▶ Problem description: In the fourth grade curriculum overview below, where do students in music class perform a selection of songs each year?

▶ Passage shown:
_ _ _
Math: Students study place value to the millions and Roman numerals to 100. Students study fractions: mixed, improper, lowest terms, and find equivalent fractions, and they work with decimals. The math curriculum covers multiplying 3 digits by 1 and 2 digits; dividing 4 digits by 1 and 2-digits; finding averages; mastering basic multiplication and division facts to 12; reading grids; rounding; interpreting tables and graphs; measuring with metric and standard units; telling time; making change; classifying angles; identifying radiis; diameters and centers of circles; using perimeter and area formulas; graphing ordered pairs; writing number sentences; establishing patterns; and developing strategies to solve word problems with emphasis on understanding as well as accuracy.
Science: Students study the relationship of the planets in our solar system, as understand the Lunar orbit. They compare and contrast the ecosystems of ponds and oceans, identify animal adaptations, and understand the importance of living and non-living things. Students develop an understanding for the need for water, its states, and its cycle. Students recognize different forms of energy, and why energy helps with work. They learn about matter, its changes, and its properties. Magnetism and electricity, nutrition, health and drugs, scientific discoveries, rocks, and natural resources are all part of their studies.
Spelling: Each week students study a new list of spelling words. Tests on these words are given at the end of each week. Throughout the year students will have words that focus on different skills: sounding out short and long vowels, dividing compound words, using word endings with root words to create word forms, and using contractions as shortened word forms.
Music: Students attend music class once a week. They learn a variety of different songs. Students will learn the basics of how to read and count music. Fourth grade music classes develop note-reading skills through singing and rhythm band instruments. They perform a selection of songs at the Christmas program each year.
Art: Fourth grade students develop their skills in drawing, painting, sculpture, crafts and small construction. The class meets every week and works on projects that expand on the elements and principles of art that were introduced in third grade. The students learn how the elements and principles make up a good composition, and expand theirs knowledge of art materials and techniques. The students understand that art communicates meaning in their work and they also study the major works throughout the history of art. Students must behave as responsible citizens, as well as show respect for others and their artwork..Students practice Christian ideals and the teacher reinforces self-esteem for student success. Please see a more detailed sheet on art from Mrs. Capper-Moody, which is enclosed in your fourth grade folder.
_ _ _
▶ Provided material:
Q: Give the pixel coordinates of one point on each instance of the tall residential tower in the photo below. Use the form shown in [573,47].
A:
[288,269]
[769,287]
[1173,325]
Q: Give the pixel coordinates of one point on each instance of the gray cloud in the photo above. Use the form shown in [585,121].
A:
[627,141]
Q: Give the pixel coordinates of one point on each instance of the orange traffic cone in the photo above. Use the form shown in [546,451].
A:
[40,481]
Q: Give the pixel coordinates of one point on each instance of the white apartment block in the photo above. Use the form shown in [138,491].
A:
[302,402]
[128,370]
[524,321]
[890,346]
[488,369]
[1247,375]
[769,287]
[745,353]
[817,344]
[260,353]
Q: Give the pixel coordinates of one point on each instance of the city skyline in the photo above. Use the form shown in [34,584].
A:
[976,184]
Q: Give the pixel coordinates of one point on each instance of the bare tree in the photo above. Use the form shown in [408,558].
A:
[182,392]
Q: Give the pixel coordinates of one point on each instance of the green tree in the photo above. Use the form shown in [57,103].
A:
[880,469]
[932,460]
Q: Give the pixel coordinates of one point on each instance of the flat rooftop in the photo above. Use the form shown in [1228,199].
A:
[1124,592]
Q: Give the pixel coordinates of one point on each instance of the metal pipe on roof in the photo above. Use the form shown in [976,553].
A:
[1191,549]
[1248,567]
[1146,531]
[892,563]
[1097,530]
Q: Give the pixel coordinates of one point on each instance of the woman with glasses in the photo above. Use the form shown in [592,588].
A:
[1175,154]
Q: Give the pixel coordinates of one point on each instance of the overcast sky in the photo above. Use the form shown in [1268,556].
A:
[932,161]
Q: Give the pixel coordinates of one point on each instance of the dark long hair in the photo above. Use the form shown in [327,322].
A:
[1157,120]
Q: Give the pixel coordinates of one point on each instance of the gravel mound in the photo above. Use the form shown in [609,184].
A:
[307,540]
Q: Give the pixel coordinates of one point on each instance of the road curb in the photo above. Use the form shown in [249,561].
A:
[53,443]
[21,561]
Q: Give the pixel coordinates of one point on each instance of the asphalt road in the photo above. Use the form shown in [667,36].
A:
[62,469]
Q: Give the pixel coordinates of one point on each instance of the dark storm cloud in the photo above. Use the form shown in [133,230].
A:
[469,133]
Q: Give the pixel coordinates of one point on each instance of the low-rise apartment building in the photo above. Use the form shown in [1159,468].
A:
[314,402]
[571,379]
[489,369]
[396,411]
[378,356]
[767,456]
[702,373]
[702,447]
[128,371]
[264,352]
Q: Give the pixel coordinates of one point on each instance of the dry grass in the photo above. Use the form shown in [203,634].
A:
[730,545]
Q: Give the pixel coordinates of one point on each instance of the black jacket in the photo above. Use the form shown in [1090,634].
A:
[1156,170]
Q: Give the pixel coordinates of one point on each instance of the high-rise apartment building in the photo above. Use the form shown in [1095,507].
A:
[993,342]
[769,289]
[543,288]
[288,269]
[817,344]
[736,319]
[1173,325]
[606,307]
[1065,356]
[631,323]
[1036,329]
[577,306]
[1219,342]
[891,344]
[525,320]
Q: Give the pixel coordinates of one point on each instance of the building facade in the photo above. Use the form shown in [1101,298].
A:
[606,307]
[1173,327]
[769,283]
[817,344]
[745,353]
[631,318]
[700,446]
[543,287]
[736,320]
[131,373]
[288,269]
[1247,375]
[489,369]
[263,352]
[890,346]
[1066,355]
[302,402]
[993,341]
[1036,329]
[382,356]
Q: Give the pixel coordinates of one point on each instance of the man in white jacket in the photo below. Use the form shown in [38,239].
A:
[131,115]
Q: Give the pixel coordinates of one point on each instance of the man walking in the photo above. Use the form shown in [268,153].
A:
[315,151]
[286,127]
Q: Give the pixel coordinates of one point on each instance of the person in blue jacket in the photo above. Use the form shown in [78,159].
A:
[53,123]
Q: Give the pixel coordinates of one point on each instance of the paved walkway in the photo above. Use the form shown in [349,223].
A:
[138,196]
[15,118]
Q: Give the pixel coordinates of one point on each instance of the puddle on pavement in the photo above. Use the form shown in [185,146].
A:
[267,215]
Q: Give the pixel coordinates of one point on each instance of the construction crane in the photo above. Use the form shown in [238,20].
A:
_ _ _
▶ Your solution: At the Christmas program.